#### Description of the task:
Copy out all of the records below, substituting "Excuse me" for "Pardon the interruption" and keeping everything else unchanged. Do not include the pictures.

[Bounding box annotation records]
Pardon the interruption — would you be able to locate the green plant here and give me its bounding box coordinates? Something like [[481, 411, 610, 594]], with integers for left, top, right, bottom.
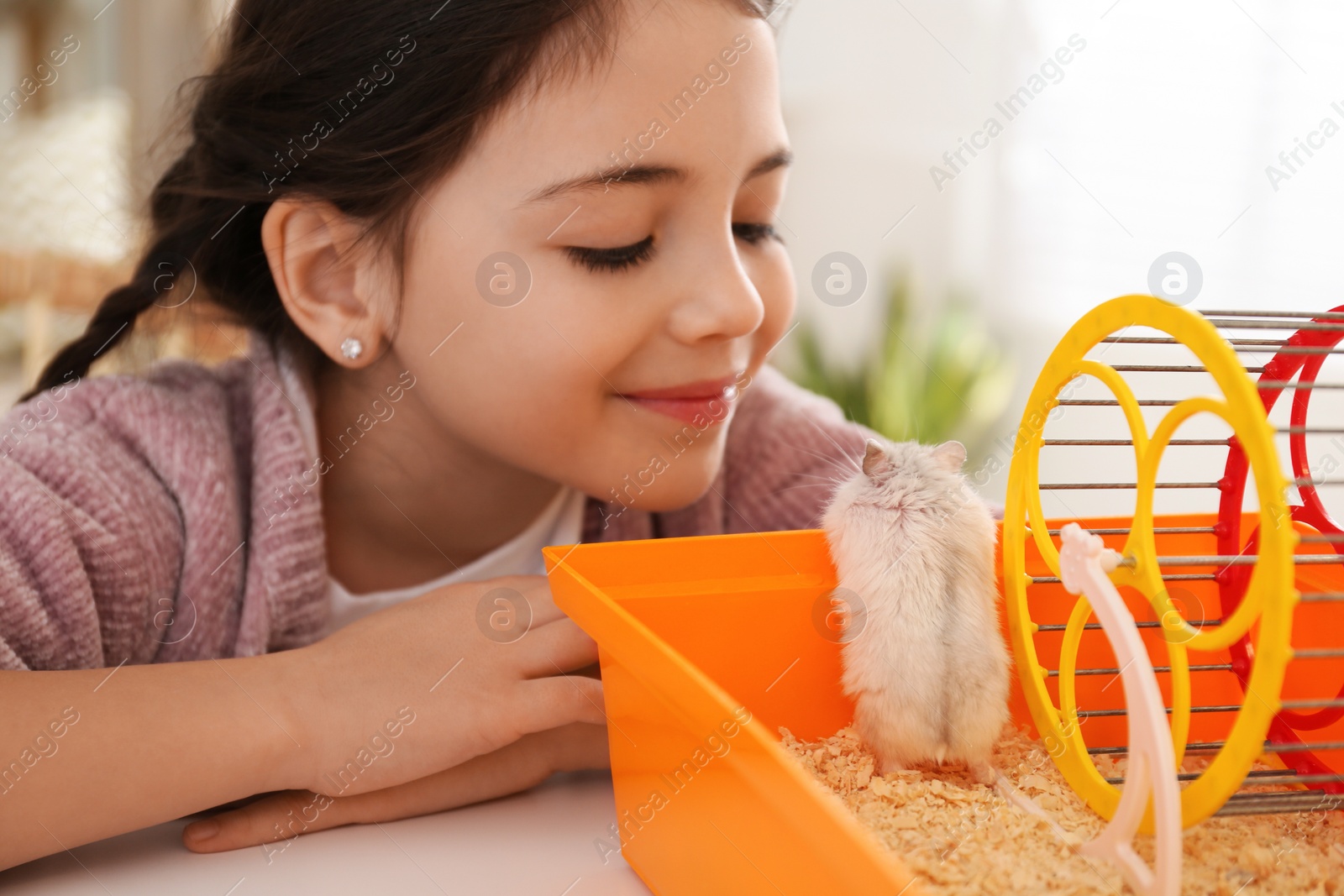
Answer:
[[789, 274, 1013, 457]]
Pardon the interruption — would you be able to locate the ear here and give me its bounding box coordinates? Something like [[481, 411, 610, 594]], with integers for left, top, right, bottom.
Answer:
[[932, 442, 966, 473], [260, 197, 395, 369], [863, 439, 891, 479]]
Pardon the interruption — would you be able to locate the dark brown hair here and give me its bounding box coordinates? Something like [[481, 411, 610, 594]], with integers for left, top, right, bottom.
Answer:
[[24, 0, 777, 398]]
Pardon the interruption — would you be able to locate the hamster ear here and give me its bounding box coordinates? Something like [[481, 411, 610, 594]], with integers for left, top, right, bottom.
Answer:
[[932, 442, 966, 473], [863, 439, 891, 479]]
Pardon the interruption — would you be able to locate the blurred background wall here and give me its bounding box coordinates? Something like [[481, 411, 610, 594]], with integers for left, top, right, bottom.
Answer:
[[0, 0, 1344, 511]]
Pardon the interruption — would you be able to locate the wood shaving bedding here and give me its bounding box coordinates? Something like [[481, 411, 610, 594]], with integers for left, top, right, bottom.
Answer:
[[780, 728, 1344, 896]]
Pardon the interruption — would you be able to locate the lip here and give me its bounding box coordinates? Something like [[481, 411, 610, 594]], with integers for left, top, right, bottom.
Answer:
[[621, 375, 738, 425]]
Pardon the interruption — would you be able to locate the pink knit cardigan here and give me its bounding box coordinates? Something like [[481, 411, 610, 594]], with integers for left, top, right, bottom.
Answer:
[[0, 338, 874, 669]]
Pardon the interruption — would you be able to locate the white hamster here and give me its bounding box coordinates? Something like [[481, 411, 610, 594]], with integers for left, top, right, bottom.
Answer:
[[822, 439, 1008, 783]]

#### Exercise answer:
Excuse me — would you be able to locate the green plant here and give me its bounding box coordinates? Something like [[481, 411, 610, 594]], with integers for left, top, right, bottom.
Answer:
[[789, 274, 1013, 457]]
Excuse me — would you be able to locate the ear here and give me its bounding box coordinates? Something like [[481, 411, 610, 594]], with integers for left, top, right, bottom.
Answer:
[[932, 442, 966, 473], [260, 197, 395, 369], [863, 439, 891, 479]]
Excuse me — would you be able to locate the dark brown hair here and give me its bounding box coordinates? Something like [[481, 411, 610, 594]], with integers for left, top, right, bottom.
Answer:
[[24, 0, 777, 398]]
Excuse me — would you be able to locate the hamster ear here and give me its bounding box coordinates? Something like [[481, 411, 610, 594]], with integers for left, top, right, bottom.
Answer:
[[932, 442, 966, 473], [863, 439, 891, 479]]
Excuse me — would you be able to locate the blurred background wall here and give me its bounding box coordinates? Something like [[481, 411, 610, 594]], with integers for left, top, right, bottom.
Answer:
[[0, 0, 1344, 511]]
Excuse me — would you be able to locate the wood shaving bedding here and give me its bounding box coordinates? Something like [[481, 411, 610, 594]], with integers for left, top, right, bottom.
Answer:
[[780, 728, 1344, 896]]
Excuse me — would you be able to locate the lip here and give me its bounding box coordinates? Something like [[481, 411, 610, 594]], with integers for left, top, right, bottom.
Answer:
[[621, 375, 738, 425]]
Excuse me — would you be able to locate the pink knit cardigan here and give me its bounding box coordinates? Something like [[481, 411, 610, 594]], with integers for left, top, right, bottom.
Answer:
[[0, 338, 874, 669]]
Excuse me — would you be able to locate the white hamster here and give me its bounding box coordinates? Something like [[481, 411, 610, 594]], with integers for left, top, right, bottom.
Answer:
[[822, 439, 1008, 783]]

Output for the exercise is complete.